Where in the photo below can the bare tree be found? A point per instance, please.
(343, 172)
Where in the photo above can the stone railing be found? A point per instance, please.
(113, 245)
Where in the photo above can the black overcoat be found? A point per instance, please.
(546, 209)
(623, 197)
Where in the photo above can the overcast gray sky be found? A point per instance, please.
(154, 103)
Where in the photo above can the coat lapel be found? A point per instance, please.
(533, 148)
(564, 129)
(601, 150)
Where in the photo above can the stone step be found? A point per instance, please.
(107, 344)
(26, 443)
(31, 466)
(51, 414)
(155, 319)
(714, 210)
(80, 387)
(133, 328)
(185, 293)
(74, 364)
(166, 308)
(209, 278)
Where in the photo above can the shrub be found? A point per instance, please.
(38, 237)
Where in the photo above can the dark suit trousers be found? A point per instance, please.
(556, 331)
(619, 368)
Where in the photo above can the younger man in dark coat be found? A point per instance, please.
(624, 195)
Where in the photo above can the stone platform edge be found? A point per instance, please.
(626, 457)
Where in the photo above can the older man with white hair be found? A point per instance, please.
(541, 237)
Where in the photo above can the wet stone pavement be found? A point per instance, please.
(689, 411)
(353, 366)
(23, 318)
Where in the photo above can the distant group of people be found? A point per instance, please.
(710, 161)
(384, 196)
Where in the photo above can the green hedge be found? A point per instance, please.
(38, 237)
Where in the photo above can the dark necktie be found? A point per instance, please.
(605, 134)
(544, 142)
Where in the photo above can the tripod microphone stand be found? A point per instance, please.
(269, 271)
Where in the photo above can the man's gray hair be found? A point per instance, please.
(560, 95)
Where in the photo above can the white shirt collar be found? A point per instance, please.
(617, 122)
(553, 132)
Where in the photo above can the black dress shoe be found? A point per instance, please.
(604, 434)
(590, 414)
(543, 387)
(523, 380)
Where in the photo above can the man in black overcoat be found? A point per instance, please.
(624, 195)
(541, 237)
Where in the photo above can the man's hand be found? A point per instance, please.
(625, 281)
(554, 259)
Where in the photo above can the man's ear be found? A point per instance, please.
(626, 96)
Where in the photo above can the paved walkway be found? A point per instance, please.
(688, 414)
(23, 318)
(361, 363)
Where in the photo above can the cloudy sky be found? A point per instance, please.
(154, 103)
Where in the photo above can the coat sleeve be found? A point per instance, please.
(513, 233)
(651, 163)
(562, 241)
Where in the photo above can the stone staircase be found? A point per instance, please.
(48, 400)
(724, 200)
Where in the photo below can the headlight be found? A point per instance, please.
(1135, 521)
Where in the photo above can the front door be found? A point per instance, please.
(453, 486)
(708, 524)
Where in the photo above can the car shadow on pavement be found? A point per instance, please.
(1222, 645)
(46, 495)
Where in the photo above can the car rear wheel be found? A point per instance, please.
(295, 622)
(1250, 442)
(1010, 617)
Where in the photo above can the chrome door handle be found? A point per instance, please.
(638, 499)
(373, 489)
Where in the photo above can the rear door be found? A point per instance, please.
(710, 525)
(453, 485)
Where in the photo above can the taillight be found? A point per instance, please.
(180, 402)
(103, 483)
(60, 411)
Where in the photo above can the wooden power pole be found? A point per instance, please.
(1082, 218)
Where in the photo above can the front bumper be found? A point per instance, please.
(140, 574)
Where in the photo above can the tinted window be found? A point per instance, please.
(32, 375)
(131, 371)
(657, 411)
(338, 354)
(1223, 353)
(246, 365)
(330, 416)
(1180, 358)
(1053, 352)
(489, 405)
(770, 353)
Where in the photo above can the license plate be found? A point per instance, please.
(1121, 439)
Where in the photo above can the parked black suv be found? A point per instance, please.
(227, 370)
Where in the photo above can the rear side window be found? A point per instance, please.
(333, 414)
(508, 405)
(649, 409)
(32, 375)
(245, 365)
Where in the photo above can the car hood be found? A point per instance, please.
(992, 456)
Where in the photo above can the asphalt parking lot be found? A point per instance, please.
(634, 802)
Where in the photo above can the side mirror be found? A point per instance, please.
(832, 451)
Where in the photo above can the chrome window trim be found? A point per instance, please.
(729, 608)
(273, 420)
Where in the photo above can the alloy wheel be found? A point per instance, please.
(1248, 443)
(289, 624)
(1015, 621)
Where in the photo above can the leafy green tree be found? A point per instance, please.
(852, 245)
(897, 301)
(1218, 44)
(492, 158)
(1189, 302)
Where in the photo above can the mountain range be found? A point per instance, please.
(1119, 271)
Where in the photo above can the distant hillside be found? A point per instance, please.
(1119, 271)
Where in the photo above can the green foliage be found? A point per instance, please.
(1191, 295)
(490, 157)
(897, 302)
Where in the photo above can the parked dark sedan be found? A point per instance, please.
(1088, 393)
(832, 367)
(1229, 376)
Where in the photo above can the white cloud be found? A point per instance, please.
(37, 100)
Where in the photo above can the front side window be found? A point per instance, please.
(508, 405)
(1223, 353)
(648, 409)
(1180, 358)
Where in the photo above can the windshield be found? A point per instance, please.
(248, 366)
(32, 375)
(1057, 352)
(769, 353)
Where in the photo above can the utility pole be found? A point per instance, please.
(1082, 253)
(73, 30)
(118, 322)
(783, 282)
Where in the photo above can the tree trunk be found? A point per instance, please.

════════

* Problem requirements *
This exercise calls for every record above to be written out again exactly.

* Response for this exercise *
Where in the photo below can the bare tree be found? A point per instance, please.
(343, 172)
Where in the photo above can the stone railing be found? A point per instance, please.
(113, 245)
Where in the photo above can the black overcoat be found? A point per instance, please.
(546, 209)
(623, 197)
Where in the photo above can the overcast gray sky be found? A point per instance, please.
(154, 103)
Where in the photo above can the coat lapel be found? A point per instance, please.
(533, 148)
(564, 129)
(601, 150)
Where in the photo above can the stone step be found? A point per instance, please.
(107, 344)
(26, 443)
(31, 466)
(51, 414)
(155, 319)
(714, 210)
(80, 387)
(133, 328)
(185, 293)
(74, 364)
(166, 308)
(209, 278)
Where in the photo above can the shrub be found? A point per instance, please.
(38, 237)
Where in the photo above can the dark suit trousers be found? A point per instance, please.
(556, 331)
(619, 368)
Where in the photo above can the younger man in dark coat be found? A point per instance, please.
(624, 195)
Where in the photo above can the stone platform edge be found? A point per instance, please.
(626, 457)
Where in the photo above can the older man with white hair be found? A point per instance, please.
(541, 237)
Where in the photo above can the wet stone pavement be found? A point per instance, please.
(689, 411)
(353, 366)
(23, 318)
Where in the photo above can the distant group of people be found? A point per instance, please.
(710, 161)
(384, 196)
Where in the photo above can the green hedge be found? A point per instance, please.
(38, 237)
Where in the photo above can the dark necktie be found? A point per instance, please.
(605, 134)
(544, 142)
Where in the photo above can the tripod microphone stand be found? A point per instance, please.
(269, 271)
Where in the photo above can the man's gray hair be found? A point per instance, please.
(560, 95)
Where in the photo above can the white shirt collar be found? A point per instance, please.
(617, 122)
(553, 132)
Where in the photo above can the black dress shoe be found? A point per instance, please.
(604, 434)
(590, 414)
(543, 387)
(523, 380)
Where in the photo above can the man in black overcoat be found? A point per instance, please.
(624, 195)
(541, 237)
Where in the photo above can the man's hand be found? A point per instance, please.
(625, 281)
(554, 259)
Where in the photo above can the man's ear be found? A point per instance, please.
(626, 96)
Where in the photo above can the paved walkway be found? A point per instance, please.
(688, 414)
(23, 318)
(361, 363)
Where in the photo above can the cloudy sky be found? A point per instance, please.
(154, 103)
Where in the photo above can the coat sleeve be found? A point per instance, please.
(513, 233)
(651, 163)
(562, 241)
Where in the photo above can the stone staircase be found? A point per instance, please.
(48, 400)
(724, 200)
Where in the photo below can the headlight be found? A point per instance, please.
(1135, 521)
Where in the photo above can the front door be found? A point per instance, please.
(453, 486)
(708, 524)
Where in the photo above can the car shadow on pavement be found? A point per instance, please.
(1222, 645)
(46, 495)
Where in the photo above can the car rear wheel be found? A point per instance, please.
(295, 622)
(1250, 442)
(1010, 617)
Where in the photo above can the chrome door handle be found? A point per instance, please.
(638, 499)
(373, 489)
Where in the photo above can the rear door be found? A point per instance, please.
(710, 525)
(453, 485)
Where in the photo above can the taillight be found? A point per instance, please.
(180, 402)
(103, 483)
(60, 411)
Where in the photo above can the wooden power pole be found? A point per instance, please.
(1082, 218)
Where in the photo above can the front bumper be found? A point per instance, please.
(140, 574)
Where in the photo above can the tinted window be found? A point per instance, please.
(32, 375)
(131, 371)
(657, 411)
(338, 354)
(1223, 353)
(246, 365)
(330, 416)
(1180, 358)
(1053, 352)
(489, 405)
(770, 353)
Where in the photo above can the license plate be found? A point per instance, please.
(1121, 439)
Where in the photo above can the parked black suv be found? A point per instance, please.
(227, 370)
Where in the photo above can the rear side window be found? A point per instance, please.
(333, 414)
(508, 405)
(649, 409)
(32, 375)
(245, 365)
Where in the photo above can the car hood be found? A point per instance, please.
(992, 456)
Where in the photo above can the asphalt parking lot be found? A point per instance, please.
(634, 802)
Where in the photo above can the side mirror be found? A point per instance, please.
(832, 451)
Where in the photo above can the chrome window trim be found? A point per instance, please.
(729, 608)
(273, 420)
Where in the photo above can the alloy wheel be found? A point per instance, please.
(1248, 443)
(289, 624)
(1015, 621)
Where in the photo above can the leafy green tree be found? A point per instance, please.
(852, 245)
(897, 301)
(1218, 44)
(492, 158)
(1189, 302)
Where in the photo above can the mountain range be found? A point per instance, please.
(1119, 271)
Where in the photo above can the distant hillside be found? A point per instance, please.
(1119, 271)
Where in the photo above can the green foliage be found? A point per instance, please.
(1191, 295)
(490, 157)
(897, 302)
Where in the photo above can the parked dark sedan be found? A point per instance, please.
(1088, 393)
(832, 367)
(1229, 376)
Where in the photo above can the white cloud be found? A point per instance, please.
(37, 100)
Where in the photo above can the front side window be found? A point per instance, please.
(508, 405)
(1223, 353)
(648, 409)
(1180, 358)
Where in the photo above can the windshield be found? A point per instance, please.
(248, 366)
(32, 375)
(1057, 352)
(769, 353)
Where in the photo above can the utility pole be found? A point per instance, please.
(1082, 253)
(73, 30)
(118, 322)
(783, 282)
Where in the photo above can the tree trunk be found? A point per instance, please.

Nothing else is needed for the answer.